--- Start of Material for the task ---

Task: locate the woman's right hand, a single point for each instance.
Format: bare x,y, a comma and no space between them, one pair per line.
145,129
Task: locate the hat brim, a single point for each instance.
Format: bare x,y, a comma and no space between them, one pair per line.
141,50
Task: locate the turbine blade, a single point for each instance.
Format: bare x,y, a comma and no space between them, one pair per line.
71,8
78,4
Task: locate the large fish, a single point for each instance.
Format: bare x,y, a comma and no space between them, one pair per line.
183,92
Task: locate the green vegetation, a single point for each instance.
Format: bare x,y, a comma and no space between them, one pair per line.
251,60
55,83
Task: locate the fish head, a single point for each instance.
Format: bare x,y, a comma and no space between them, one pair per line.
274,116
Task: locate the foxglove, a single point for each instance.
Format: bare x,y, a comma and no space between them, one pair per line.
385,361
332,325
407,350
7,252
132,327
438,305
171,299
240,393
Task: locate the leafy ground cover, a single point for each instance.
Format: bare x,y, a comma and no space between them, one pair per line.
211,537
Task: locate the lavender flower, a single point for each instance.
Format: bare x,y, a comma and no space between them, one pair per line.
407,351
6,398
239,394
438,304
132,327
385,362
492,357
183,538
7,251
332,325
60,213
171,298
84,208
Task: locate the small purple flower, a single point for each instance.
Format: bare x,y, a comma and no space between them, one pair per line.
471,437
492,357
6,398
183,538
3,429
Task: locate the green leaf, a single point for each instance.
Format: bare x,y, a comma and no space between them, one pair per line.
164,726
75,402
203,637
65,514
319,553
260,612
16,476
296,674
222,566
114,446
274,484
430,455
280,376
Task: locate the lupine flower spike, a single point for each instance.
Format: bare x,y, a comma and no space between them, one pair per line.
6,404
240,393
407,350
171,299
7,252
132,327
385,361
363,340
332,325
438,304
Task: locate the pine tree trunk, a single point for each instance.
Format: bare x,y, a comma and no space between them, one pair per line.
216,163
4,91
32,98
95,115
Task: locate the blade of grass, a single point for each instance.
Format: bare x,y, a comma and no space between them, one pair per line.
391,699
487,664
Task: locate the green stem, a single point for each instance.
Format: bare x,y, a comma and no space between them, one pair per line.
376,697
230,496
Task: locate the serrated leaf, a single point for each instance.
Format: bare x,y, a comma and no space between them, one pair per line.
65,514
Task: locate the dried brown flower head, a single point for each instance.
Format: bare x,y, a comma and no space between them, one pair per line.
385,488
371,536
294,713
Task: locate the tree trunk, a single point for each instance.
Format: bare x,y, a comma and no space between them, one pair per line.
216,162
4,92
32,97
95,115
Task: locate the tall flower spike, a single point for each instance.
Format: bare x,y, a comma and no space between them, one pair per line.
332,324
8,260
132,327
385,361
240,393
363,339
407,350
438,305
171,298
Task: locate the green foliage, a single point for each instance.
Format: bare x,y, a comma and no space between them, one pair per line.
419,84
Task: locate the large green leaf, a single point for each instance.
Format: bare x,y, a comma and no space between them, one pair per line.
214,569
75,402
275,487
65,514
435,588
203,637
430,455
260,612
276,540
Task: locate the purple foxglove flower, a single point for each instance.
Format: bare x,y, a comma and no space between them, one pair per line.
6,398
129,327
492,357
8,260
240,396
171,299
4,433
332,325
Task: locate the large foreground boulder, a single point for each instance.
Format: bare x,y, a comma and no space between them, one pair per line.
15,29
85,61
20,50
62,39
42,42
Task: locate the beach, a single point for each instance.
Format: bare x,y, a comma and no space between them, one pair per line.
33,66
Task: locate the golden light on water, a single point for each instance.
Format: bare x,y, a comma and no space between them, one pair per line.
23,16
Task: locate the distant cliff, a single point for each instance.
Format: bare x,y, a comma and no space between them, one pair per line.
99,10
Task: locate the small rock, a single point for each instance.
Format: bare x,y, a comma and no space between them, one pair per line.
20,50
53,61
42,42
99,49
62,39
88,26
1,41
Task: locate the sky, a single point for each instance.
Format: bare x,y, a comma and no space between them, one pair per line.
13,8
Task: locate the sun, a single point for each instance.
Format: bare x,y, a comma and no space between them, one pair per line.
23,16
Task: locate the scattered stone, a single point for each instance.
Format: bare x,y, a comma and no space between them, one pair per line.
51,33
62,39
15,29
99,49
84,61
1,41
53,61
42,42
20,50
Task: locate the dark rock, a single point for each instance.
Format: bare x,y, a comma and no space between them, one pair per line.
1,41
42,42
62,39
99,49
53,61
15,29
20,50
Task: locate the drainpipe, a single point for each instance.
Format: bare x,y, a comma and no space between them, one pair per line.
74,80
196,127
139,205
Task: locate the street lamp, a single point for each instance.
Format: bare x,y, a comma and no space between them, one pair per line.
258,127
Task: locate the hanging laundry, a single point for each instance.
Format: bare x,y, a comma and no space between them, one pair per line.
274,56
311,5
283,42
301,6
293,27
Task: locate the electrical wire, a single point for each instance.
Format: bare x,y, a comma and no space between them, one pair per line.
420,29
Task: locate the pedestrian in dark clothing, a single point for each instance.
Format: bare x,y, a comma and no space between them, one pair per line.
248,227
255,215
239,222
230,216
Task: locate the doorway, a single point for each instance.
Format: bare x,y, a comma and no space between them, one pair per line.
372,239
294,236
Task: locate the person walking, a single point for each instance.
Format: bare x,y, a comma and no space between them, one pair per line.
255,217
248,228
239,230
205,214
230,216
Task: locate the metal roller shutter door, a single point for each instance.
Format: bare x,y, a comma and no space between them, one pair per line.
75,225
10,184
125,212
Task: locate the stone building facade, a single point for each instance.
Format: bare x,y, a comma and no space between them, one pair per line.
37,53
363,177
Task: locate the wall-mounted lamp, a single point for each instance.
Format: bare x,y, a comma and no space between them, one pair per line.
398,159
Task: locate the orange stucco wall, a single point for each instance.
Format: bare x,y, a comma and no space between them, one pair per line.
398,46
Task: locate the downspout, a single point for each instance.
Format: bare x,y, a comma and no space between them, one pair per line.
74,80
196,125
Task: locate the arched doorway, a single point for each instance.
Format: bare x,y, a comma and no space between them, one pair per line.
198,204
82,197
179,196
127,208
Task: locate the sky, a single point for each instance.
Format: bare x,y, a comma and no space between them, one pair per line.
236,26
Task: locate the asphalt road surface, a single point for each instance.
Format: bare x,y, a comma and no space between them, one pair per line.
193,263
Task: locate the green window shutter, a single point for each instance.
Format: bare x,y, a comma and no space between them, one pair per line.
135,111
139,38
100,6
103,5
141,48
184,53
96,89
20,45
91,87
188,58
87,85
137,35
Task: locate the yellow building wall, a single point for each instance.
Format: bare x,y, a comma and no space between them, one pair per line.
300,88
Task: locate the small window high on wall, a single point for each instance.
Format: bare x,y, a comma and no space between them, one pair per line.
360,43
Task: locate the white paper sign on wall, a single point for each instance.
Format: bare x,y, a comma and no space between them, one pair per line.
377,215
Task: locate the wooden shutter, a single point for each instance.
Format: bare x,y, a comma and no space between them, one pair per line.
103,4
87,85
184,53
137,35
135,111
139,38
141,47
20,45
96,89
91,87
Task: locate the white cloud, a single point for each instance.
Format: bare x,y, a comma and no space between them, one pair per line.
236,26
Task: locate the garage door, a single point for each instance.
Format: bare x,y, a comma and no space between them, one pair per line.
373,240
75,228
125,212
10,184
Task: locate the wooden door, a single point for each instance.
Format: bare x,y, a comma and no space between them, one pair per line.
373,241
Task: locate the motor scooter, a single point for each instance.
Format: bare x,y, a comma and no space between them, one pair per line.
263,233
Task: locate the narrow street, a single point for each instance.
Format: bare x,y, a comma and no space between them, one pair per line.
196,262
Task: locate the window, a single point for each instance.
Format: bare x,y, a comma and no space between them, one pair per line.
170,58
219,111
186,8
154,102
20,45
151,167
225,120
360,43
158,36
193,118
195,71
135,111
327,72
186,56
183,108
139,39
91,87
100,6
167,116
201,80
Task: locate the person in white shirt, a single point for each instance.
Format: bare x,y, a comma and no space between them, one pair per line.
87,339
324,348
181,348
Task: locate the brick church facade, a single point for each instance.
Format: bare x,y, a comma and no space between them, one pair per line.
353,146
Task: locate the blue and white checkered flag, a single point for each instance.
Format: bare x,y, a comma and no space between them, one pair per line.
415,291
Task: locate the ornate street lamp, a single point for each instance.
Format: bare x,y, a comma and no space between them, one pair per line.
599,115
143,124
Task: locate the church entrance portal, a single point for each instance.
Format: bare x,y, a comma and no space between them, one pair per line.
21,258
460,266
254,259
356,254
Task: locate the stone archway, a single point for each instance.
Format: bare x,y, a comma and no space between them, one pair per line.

--- End of Material for the task ---

Task statement
In the records above, locate the line that contains "Task: locate the narrow". Repeat it and every line after it, exactly, and nothing else.

Correct result
Task: locate the narrow street, a single point for each instance.
Format: bare x,y, a comma and no space between them, one pair per line.
196,262
Task: locate the window, a single point for each instance.
Format: bare x,y, a comma and no space between them, one pair per line.
170,58
219,111
186,8
154,102
20,45
151,167
225,120
360,43
158,36
193,118
195,71
135,111
327,72
186,56
183,108
139,39
91,87
100,6
167,116
201,80
Task: locate the person in white shirt, a single point for each instance.
Format: bare x,y, a comma and no space between them, one pair per line.
87,339
324,348
181,348
Task: locate the brick church facade, a single point for each instance.
Format: bare x,y, a comma and no space between them, one pair per line.
353,146
Task: locate the blue and white checkered flag, a single point for each instance.
Format: bare x,y, a comma and no space between them, one pair per line.
415,291
Task: locate the ornate street lamp, a single point for each instance.
Format: bare x,y, a comma and no space between them, one pair per line.
599,115
143,124
Task: locate the church entrance portal, a single point for each instance.
Format: bare x,y, a comma and no space between them, one pair per line.
21,258
460,266
254,259
356,254
Task: locate the stone archway, a single point for each instance.
Format: bare x,y, a comma and no space between them, one pair per line.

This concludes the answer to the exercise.